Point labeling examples
______
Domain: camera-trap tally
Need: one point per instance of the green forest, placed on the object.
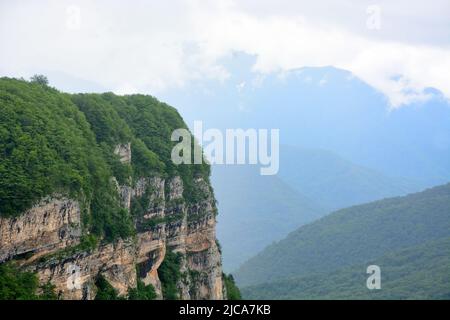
(57, 143)
(407, 237)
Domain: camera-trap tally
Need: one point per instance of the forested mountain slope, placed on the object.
(353, 236)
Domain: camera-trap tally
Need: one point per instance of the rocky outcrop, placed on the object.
(50, 225)
(49, 232)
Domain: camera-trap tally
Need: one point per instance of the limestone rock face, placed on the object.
(52, 224)
(167, 223)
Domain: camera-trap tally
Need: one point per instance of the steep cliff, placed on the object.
(123, 218)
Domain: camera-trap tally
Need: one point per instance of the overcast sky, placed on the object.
(399, 47)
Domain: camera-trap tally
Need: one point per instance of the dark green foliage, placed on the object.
(169, 274)
(142, 292)
(47, 147)
(419, 272)
(105, 291)
(233, 292)
(15, 285)
(19, 285)
(351, 236)
(51, 142)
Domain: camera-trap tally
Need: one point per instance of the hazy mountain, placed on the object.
(418, 272)
(327, 108)
(335, 182)
(353, 236)
(255, 211)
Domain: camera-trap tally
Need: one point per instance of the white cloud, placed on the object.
(150, 46)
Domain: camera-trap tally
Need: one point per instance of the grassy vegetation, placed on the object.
(419, 272)
(352, 236)
(233, 292)
(52, 142)
(19, 285)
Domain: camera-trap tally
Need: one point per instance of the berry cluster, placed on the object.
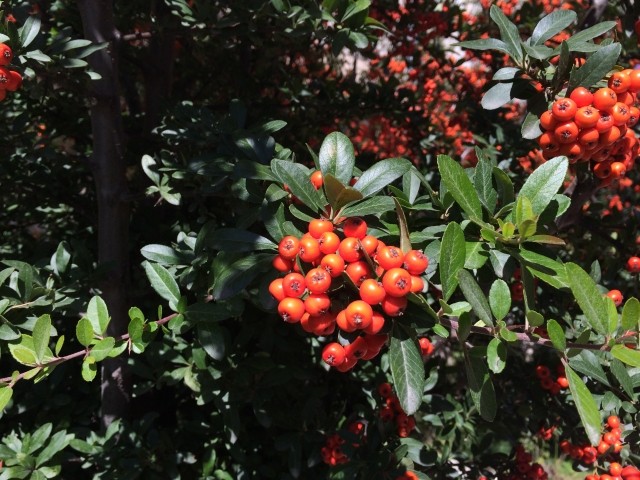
(10, 80)
(332, 453)
(588, 454)
(596, 127)
(524, 469)
(548, 383)
(336, 280)
(393, 412)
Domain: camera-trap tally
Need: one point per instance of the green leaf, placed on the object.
(102, 348)
(591, 33)
(544, 182)
(89, 369)
(460, 186)
(337, 157)
(586, 405)
(381, 174)
(481, 387)
(41, 337)
(370, 206)
(626, 355)
(500, 299)
(452, 258)
(596, 67)
(622, 375)
(588, 363)
(530, 129)
(237, 240)
(5, 396)
(556, 334)
(474, 295)
(482, 180)
(84, 332)
(211, 337)
(497, 96)
(551, 25)
(485, 44)
(407, 369)
(98, 315)
(508, 32)
(161, 254)
(29, 31)
(631, 315)
(588, 297)
(163, 283)
(296, 177)
(496, 355)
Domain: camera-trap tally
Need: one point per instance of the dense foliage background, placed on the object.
(144, 164)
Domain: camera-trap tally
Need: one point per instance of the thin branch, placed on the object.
(85, 351)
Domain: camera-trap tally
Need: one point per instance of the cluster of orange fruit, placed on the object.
(337, 275)
(596, 127)
(10, 80)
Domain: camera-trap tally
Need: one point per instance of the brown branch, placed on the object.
(85, 351)
(529, 338)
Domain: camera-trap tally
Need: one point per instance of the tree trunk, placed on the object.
(109, 170)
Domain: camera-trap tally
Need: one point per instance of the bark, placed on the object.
(109, 168)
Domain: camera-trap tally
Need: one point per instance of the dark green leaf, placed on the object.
(452, 257)
(485, 44)
(337, 157)
(496, 355)
(596, 67)
(369, 206)
(556, 334)
(84, 332)
(626, 355)
(500, 299)
(407, 369)
(551, 25)
(381, 174)
(474, 295)
(543, 184)
(296, 177)
(622, 376)
(588, 297)
(163, 283)
(41, 336)
(586, 405)
(497, 96)
(237, 240)
(508, 32)
(460, 186)
(631, 315)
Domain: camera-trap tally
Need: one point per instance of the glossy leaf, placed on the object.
(407, 369)
(496, 355)
(41, 335)
(588, 297)
(500, 299)
(163, 283)
(556, 335)
(337, 157)
(543, 184)
(586, 405)
(551, 25)
(626, 355)
(596, 67)
(475, 296)
(381, 174)
(508, 33)
(460, 186)
(452, 258)
(296, 177)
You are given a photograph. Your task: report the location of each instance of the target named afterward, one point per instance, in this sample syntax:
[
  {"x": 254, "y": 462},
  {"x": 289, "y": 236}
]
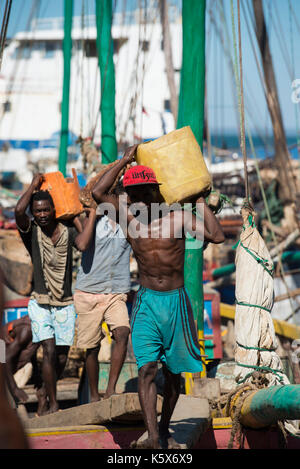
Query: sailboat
[{"x": 210, "y": 298}]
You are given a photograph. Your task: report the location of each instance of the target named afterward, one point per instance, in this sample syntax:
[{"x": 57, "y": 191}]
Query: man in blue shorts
[
  {"x": 162, "y": 320},
  {"x": 51, "y": 310}
]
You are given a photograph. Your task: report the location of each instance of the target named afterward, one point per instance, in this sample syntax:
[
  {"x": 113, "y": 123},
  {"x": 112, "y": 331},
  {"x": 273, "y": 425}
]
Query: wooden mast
[
  {"x": 282, "y": 157},
  {"x": 168, "y": 57}
]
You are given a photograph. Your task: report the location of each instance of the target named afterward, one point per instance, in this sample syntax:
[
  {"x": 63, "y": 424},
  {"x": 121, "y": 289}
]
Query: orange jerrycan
[
  {"x": 64, "y": 192},
  {"x": 177, "y": 160}
]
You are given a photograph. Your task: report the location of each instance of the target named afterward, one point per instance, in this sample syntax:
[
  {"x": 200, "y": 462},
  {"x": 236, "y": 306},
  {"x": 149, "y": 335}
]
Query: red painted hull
[
  {"x": 251, "y": 439},
  {"x": 121, "y": 438},
  {"x": 94, "y": 439}
]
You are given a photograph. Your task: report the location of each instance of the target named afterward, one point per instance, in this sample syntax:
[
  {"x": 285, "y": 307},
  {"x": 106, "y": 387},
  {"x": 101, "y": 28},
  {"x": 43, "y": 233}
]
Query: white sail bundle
[{"x": 256, "y": 342}]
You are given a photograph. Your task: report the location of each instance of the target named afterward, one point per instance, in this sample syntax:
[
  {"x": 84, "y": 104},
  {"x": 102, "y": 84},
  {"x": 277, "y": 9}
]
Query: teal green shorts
[{"x": 163, "y": 328}]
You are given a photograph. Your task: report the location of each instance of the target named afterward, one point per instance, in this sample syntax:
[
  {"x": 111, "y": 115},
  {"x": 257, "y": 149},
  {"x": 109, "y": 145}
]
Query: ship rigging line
[
  {"x": 3, "y": 33},
  {"x": 239, "y": 76}
]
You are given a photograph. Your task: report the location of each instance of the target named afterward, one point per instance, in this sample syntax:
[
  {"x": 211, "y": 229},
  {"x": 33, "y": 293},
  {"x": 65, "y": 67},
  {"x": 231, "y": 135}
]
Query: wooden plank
[{"x": 120, "y": 407}]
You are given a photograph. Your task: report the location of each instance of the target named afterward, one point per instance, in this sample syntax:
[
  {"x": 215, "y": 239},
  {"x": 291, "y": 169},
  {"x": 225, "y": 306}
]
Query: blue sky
[{"x": 283, "y": 21}]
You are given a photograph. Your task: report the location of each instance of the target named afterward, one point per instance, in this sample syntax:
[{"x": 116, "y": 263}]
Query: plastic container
[
  {"x": 64, "y": 192},
  {"x": 177, "y": 160}
]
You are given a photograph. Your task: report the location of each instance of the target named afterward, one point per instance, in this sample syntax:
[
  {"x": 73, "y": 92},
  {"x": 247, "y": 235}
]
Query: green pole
[
  {"x": 191, "y": 112},
  {"x": 67, "y": 51},
  {"x": 107, "y": 73},
  {"x": 267, "y": 406}
]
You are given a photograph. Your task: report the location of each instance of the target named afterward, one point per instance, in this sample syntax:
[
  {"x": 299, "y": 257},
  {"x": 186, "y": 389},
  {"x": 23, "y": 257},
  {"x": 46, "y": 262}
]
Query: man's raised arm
[
  {"x": 22, "y": 219},
  {"x": 213, "y": 232},
  {"x": 104, "y": 184}
]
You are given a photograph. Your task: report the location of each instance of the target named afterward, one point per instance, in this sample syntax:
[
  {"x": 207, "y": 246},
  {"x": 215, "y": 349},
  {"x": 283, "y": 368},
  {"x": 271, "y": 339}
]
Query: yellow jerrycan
[{"x": 178, "y": 163}]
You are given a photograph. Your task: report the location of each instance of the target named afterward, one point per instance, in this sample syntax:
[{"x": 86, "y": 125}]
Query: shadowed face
[
  {"x": 43, "y": 212},
  {"x": 145, "y": 194}
]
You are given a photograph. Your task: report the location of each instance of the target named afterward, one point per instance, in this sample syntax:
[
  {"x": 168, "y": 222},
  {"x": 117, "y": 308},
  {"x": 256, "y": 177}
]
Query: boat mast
[
  {"x": 67, "y": 51},
  {"x": 282, "y": 157},
  {"x": 191, "y": 112},
  {"x": 107, "y": 72},
  {"x": 167, "y": 45}
]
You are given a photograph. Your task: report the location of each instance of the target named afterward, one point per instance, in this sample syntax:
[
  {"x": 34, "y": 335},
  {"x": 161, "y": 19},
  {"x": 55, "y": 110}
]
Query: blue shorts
[
  {"x": 163, "y": 328},
  {"x": 48, "y": 322}
]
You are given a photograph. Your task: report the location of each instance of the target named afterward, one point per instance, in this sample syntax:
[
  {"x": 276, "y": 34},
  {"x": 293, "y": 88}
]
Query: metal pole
[{"x": 67, "y": 52}]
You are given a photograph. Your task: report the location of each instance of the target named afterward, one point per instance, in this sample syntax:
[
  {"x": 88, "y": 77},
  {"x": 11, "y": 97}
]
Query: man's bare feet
[
  {"x": 145, "y": 444},
  {"x": 43, "y": 405},
  {"x": 167, "y": 441}
]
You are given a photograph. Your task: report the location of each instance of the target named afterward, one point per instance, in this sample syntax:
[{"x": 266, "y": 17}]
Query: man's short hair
[{"x": 41, "y": 195}]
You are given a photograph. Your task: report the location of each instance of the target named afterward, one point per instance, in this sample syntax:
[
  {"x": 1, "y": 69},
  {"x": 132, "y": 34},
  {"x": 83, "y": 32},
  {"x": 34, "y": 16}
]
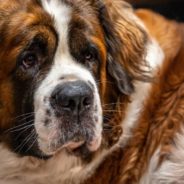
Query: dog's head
[{"x": 64, "y": 76}]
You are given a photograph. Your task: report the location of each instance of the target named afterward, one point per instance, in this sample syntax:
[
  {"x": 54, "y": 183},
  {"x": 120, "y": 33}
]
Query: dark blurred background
[{"x": 173, "y": 9}]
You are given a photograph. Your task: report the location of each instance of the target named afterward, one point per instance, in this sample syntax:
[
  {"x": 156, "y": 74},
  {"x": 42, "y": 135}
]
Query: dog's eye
[
  {"x": 89, "y": 56},
  {"x": 29, "y": 60}
]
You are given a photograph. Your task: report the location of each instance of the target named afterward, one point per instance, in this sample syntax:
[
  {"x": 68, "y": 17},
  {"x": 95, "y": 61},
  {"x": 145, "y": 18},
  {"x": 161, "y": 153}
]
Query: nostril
[
  {"x": 67, "y": 103},
  {"x": 87, "y": 101},
  {"x": 75, "y": 97}
]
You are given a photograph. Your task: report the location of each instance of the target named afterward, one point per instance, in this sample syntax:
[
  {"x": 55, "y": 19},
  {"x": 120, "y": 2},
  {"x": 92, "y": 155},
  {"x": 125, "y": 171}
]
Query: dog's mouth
______
EXERCISE DIRECTIONS
How many lines in the records above contain the word "white"? Reply with the number alone.

REPLY TO THE EXERCISE
2